## Extract to read
# New Grizelda the Witch



## GothicCandle (Mar 26, 2007)

Using the dress I got at a garage sale day before yesterday.


----------



## RoxyBlue (Oct 6, 2008)

She's looks sad, as if she lost her wand or favorite black cat

Her stance gives you the impression that she doesn't really want to be a bad person at all. Or maybe she's just trying to lure in an unsuspecting victim


----------



## Lady Nyxie (Aug 30, 2006)

She turned out well.


----------



## Ghostess (Aug 21, 2005)

Gotta love those garage sale finds!


----------



## IMU (Apr 8, 2009)

Yeah, like the pose ... mask is nice.


----------



## scourge999 (May 4, 2008)

The picture scared me when I opened the page, thanks. Now I have coffee in my nose.


----------



## hpropman (Jul 27, 2008)

Another really nice prop. Where did you get that mask? It makes a nice witch.


----------



## GothicCandle (Mar 26, 2007)

thanks! Glad yall like it too. I got the mask at walmart at least 3 years ago, maybe before then.


----------



## Bone Dancer (Oct 7, 2005)

Nice outfit and a really good mask. It should look great with the right lighting.


----------



## kprimm (Mar 14, 2009)

She looks great and i agree the mask is very nice. If i ever find one like it i will buy it.:jol:


----------



## DeathTouch (Sep 6, 2005)

I really like that!


----------



## Bethene (Jan 19, 2008)

great dress, good garage sale find! I like her pose too, kinda hunched over.


----------



## octoberist (Apr 3, 2007)

You might want to age the dress some. Dirty it up. Looks kind of frilly and new for a witch right now, don't you think?


----------

[Records from a data collection]
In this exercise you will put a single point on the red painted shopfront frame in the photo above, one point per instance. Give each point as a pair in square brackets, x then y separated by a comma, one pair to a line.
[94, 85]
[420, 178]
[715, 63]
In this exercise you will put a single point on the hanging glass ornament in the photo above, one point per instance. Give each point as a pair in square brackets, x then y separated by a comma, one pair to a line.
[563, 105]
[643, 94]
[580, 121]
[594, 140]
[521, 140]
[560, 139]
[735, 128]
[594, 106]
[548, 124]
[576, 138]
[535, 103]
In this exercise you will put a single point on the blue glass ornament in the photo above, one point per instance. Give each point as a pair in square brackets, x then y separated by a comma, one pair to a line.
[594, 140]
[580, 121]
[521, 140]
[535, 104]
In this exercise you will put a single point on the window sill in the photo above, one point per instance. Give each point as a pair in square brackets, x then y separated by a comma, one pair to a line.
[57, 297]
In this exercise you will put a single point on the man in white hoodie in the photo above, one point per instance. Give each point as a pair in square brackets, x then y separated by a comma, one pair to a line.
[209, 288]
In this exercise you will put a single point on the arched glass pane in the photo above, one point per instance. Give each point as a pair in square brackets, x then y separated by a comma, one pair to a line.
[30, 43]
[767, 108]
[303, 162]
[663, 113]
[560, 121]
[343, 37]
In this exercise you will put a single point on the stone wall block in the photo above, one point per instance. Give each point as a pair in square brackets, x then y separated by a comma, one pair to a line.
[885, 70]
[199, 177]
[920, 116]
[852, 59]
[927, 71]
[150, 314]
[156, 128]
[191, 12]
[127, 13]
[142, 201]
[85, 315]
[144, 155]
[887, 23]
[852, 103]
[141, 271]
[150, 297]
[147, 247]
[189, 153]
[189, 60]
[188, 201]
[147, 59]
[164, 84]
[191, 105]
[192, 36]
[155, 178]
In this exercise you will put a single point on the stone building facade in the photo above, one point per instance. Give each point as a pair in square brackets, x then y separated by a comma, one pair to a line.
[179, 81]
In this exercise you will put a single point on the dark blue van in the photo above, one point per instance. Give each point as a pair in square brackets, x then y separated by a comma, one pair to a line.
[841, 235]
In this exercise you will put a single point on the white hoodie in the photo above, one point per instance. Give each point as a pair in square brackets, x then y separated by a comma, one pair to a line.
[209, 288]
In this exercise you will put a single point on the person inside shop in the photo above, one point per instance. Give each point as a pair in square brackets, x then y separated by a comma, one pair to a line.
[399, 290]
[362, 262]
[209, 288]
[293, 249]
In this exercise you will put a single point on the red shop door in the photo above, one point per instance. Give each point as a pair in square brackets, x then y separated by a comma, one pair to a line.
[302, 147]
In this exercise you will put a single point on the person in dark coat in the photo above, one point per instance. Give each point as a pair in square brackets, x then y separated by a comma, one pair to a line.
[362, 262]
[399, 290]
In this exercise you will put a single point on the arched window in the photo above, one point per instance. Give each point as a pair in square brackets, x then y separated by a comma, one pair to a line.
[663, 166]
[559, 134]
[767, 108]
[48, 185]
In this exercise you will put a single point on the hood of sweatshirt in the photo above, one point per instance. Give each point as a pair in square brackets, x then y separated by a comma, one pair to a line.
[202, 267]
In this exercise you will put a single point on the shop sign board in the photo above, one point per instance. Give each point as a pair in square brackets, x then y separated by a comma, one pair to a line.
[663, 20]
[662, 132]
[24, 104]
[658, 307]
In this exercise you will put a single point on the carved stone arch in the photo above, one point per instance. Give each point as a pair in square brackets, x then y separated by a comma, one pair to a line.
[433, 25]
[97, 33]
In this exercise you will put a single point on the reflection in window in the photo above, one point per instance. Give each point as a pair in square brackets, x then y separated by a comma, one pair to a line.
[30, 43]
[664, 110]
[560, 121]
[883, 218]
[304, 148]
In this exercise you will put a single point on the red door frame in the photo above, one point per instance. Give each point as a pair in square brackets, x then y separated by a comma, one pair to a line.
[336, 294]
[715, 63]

## Written request 1
Answer these about the thread on the witch prop:
(a) Where did GothicCandle get the dress?
(b) Where did GothicCandle buy the mask, and how long ago?
(c) What does octoberist suggest doing to the dress?
## Written request 2
From the thread on the witch prop, write out the passage between "## RoxyBlue (Oct" and "turned out well.", inclusive.

## Exercise response 1
(a) At a garage sale, the day before yesterday.
(b) At Walmart, at least 3 years ago, maybe earlier.
(c) Age it and dirty it up.

## Exercise response 2
## RoxyBlue (Oct 6, 2008)

She's looks sad, as if she lost her wand or favorite black cat

Her stance gives you the impression that she doesn't really want to be a bad person at all. Or maybe she's just trying to lure in an unsuspecting victim


----------



## Lady Nyxie (Aug 30, 2006)

She turned out well.